• Objective
Rewrite the entries from the line with "Task: mark the straw" to the line with "[[147, 70]]", keeping every line including the requests, and add 86 to each number in the answer coordinates.

Stored entries
▼
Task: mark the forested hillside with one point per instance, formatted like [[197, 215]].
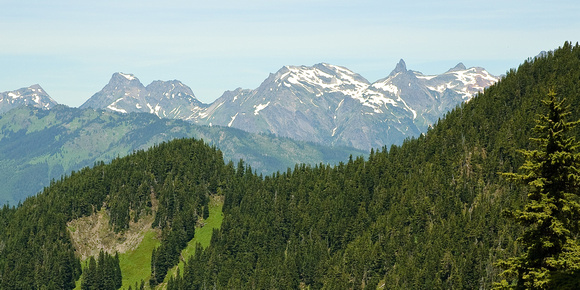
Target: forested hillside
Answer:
[[39, 145], [424, 215]]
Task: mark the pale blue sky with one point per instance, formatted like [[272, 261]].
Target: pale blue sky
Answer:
[[71, 48]]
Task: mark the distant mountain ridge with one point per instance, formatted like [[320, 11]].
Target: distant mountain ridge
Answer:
[[323, 103], [332, 105], [126, 94], [32, 96], [38, 145]]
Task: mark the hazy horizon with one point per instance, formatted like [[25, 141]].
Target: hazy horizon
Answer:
[[71, 48]]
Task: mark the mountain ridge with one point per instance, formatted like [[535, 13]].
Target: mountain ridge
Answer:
[[322, 103]]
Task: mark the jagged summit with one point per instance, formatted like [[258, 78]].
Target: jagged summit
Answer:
[[400, 68], [458, 67], [167, 99]]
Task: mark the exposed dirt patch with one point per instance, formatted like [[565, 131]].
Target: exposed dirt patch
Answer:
[[93, 233]]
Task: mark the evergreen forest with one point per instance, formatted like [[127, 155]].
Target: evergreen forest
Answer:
[[429, 214]]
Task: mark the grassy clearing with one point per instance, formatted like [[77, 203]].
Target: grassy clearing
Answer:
[[202, 235], [136, 265]]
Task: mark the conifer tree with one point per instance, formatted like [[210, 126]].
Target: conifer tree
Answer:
[[550, 255]]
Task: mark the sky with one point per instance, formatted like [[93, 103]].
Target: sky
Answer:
[[71, 48]]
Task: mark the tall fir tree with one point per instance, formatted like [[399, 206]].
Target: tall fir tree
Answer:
[[550, 257]]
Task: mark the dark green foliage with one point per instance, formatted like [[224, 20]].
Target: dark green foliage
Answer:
[[551, 217], [425, 215], [103, 273], [38, 145], [173, 180]]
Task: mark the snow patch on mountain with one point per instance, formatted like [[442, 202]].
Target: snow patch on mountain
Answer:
[[260, 107]]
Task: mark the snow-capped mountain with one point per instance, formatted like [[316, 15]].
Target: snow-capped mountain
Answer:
[[323, 103], [167, 99], [333, 105], [31, 96]]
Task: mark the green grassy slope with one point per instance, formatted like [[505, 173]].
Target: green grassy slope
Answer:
[[37, 146]]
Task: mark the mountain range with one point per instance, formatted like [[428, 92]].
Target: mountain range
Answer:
[[37, 146], [324, 103], [433, 213]]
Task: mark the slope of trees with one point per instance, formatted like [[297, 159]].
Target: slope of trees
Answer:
[[551, 217], [424, 215], [35, 247], [102, 273]]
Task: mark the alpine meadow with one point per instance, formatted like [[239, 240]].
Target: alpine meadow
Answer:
[[459, 207]]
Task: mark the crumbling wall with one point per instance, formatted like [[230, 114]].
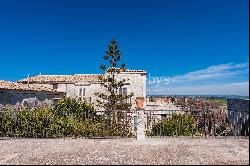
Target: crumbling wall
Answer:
[[27, 98]]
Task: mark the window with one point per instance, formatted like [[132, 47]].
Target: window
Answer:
[[55, 86], [123, 91], [81, 92]]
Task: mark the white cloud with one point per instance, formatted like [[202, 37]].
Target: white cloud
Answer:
[[240, 88], [213, 72]]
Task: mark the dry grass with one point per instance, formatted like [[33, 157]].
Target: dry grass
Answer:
[[125, 151]]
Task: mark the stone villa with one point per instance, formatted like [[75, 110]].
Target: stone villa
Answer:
[[84, 86]]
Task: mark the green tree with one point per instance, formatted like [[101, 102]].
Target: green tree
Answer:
[[111, 99]]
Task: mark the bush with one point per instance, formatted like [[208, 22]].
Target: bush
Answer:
[[70, 106], [178, 124]]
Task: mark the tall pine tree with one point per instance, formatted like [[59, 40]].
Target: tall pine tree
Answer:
[[111, 99]]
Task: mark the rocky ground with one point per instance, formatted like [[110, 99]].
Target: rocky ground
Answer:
[[125, 151]]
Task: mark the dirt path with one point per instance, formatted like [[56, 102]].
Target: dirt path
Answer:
[[125, 151]]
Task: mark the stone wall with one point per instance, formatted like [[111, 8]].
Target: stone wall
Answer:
[[238, 114], [14, 97]]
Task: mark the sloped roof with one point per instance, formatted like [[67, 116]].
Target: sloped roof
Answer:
[[62, 78], [6, 85]]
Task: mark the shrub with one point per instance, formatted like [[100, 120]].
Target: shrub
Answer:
[[178, 124], [70, 118]]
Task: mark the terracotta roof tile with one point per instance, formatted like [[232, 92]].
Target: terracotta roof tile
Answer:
[[6, 85], [62, 78]]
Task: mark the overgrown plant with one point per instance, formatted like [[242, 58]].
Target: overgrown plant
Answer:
[[177, 125], [111, 99]]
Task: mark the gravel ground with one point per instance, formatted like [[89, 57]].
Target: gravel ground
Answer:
[[125, 151]]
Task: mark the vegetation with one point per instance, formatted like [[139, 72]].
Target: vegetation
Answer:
[[112, 98], [69, 118]]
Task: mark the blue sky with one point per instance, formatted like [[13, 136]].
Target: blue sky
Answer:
[[201, 46]]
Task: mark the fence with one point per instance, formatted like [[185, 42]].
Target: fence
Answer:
[[202, 123], [44, 123]]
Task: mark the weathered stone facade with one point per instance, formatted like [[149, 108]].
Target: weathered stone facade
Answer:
[[12, 93], [238, 114], [86, 85]]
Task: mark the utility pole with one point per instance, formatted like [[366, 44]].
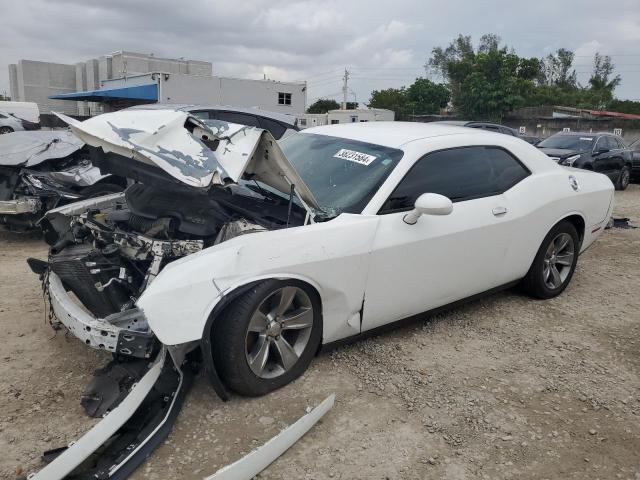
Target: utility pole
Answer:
[[345, 89]]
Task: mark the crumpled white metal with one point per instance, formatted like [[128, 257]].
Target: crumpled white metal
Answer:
[[31, 148], [185, 148], [257, 460]]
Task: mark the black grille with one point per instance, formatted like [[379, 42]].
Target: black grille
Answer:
[[70, 266]]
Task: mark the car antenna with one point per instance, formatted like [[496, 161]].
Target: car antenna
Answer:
[[293, 188]]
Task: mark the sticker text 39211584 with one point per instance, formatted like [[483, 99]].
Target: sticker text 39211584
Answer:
[[353, 156]]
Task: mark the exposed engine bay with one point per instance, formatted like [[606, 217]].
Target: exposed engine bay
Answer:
[[107, 256]]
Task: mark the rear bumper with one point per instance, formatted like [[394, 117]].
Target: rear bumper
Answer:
[[20, 206], [125, 333]]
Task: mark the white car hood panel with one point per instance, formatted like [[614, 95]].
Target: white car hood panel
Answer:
[[31, 148], [159, 138]]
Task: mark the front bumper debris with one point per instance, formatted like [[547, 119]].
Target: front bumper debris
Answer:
[[20, 206], [257, 460], [121, 441], [125, 333]]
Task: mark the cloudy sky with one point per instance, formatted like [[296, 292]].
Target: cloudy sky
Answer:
[[382, 43]]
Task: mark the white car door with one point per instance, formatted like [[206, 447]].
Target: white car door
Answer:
[[441, 259]]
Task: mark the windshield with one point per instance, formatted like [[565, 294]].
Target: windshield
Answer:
[[342, 174], [568, 142]]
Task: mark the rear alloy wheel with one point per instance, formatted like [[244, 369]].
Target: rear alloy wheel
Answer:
[[267, 337], [554, 263], [623, 179]]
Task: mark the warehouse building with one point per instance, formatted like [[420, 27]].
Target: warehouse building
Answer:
[[357, 115], [122, 79]]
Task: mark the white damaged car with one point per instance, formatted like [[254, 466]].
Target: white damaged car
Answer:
[[257, 253]]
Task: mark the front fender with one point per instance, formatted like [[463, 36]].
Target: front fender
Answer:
[[331, 256]]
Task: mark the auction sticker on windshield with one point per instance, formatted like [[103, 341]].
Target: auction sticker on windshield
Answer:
[[353, 156]]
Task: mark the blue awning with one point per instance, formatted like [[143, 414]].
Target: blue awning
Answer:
[[136, 92]]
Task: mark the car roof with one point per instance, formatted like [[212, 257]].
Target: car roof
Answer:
[[280, 117], [391, 134]]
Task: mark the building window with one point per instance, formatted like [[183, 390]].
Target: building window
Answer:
[[284, 98]]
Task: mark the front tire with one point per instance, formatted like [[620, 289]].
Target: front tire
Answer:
[[267, 338], [623, 179], [555, 262]]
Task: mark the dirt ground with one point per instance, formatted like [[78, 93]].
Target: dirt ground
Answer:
[[506, 387]]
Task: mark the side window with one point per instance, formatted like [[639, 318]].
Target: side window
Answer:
[[236, 117], [460, 174], [202, 114]]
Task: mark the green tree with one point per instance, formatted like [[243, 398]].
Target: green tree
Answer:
[[426, 97], [323, 105], [486, 83], [392, 99]]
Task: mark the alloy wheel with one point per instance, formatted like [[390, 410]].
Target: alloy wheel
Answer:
[[278, 332], [558, 261]]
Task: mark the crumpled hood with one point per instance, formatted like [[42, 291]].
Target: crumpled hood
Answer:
[[559, 152], [196, 154], [30, 148]]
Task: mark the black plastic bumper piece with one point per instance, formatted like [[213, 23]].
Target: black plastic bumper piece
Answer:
[[142, 433]]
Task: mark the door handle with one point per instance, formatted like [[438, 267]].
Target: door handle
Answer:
[[499, 211]]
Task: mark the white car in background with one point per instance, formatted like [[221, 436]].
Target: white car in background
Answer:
[[258, 252]]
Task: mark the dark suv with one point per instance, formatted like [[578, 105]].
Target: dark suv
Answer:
[[601, 152], [635, 167]]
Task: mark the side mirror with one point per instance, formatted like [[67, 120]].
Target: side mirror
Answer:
[[429, 204]]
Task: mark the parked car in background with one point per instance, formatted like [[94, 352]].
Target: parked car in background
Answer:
[[491, 127], [600, 152], [43, 169], [531, 139], [10, 123], [280, 125], [635, 164]]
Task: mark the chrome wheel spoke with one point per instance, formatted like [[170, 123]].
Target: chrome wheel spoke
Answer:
[[298, 320], [565, 259], [287, 294], [556, 281], [288, 355], [258, 323], [561, 242], [258, 361]]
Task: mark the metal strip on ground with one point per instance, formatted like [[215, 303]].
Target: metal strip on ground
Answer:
[[254, 462]]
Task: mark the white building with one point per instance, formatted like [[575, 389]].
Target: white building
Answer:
[[123, 79], [308, 120]]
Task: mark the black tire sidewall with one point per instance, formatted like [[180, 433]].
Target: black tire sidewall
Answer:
[[536, 280], [228, 340]]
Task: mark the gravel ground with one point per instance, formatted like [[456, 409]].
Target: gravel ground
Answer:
[[506, 387]]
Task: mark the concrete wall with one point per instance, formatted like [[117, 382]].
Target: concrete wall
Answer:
[[36, 81], [179, 88]]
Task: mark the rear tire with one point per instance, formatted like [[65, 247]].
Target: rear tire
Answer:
[[623, 180], [239, 337], [555, 262]]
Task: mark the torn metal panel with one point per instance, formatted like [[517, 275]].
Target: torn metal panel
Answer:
[[31, 148], [197, 154], [254, 462]]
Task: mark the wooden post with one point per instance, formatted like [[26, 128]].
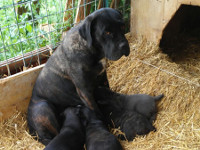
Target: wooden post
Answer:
[[100, 5], [68, 17], [114, 4], [88, 7]]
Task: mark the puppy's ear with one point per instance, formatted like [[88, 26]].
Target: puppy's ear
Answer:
[[159, 97], [85, 30]]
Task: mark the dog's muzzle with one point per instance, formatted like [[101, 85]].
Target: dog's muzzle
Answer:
[[124, 46]]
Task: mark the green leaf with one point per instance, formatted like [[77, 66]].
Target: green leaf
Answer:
[[29, 28]]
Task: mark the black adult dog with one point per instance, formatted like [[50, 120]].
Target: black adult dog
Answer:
[[70, 75], [98, 136], [72, 133]]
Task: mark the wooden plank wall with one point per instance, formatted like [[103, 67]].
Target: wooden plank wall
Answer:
[[149, 18]]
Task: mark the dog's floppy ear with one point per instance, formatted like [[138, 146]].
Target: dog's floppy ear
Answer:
[[85, 30]]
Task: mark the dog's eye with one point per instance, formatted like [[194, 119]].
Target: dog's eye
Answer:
[[122, 28], [108, 33]]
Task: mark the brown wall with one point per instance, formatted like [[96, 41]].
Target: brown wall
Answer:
[[150, 17]]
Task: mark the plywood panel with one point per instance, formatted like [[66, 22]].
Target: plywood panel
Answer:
[[16, 91]]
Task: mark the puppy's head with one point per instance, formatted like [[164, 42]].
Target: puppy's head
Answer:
[[104, 30]]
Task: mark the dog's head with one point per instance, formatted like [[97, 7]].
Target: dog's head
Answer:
[[104, 30]]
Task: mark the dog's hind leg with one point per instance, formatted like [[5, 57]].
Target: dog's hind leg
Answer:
[[42, 121]]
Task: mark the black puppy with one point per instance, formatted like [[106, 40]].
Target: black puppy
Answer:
[[141, 103], [72, 133], [119, 114], [70, 75], [97, 135], [132, 124]]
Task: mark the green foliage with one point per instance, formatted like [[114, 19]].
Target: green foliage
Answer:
[[24, 33]]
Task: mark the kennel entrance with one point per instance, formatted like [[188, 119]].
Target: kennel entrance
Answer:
[[181, 37]]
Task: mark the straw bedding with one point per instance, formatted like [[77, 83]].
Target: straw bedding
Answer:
[[146, 70]]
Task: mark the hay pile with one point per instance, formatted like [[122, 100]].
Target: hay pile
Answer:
[[147, 70]]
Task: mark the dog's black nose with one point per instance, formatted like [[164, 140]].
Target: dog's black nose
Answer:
[[124, 47]]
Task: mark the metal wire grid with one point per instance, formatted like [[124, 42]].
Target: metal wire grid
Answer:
[[47, 37]]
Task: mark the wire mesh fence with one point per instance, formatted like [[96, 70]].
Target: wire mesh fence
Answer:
[[30, 30]]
▲
• Correct answer
Task: mark the straw bedding with one point per instance, formatted like [[77, 83]].
Target: straw bedding
Answer:
[[232, 156]]
Task: mark the hay pile with one point per instance, formatted like [[122, 100]].
Target: hay pile
Answer:
[[233, 156]]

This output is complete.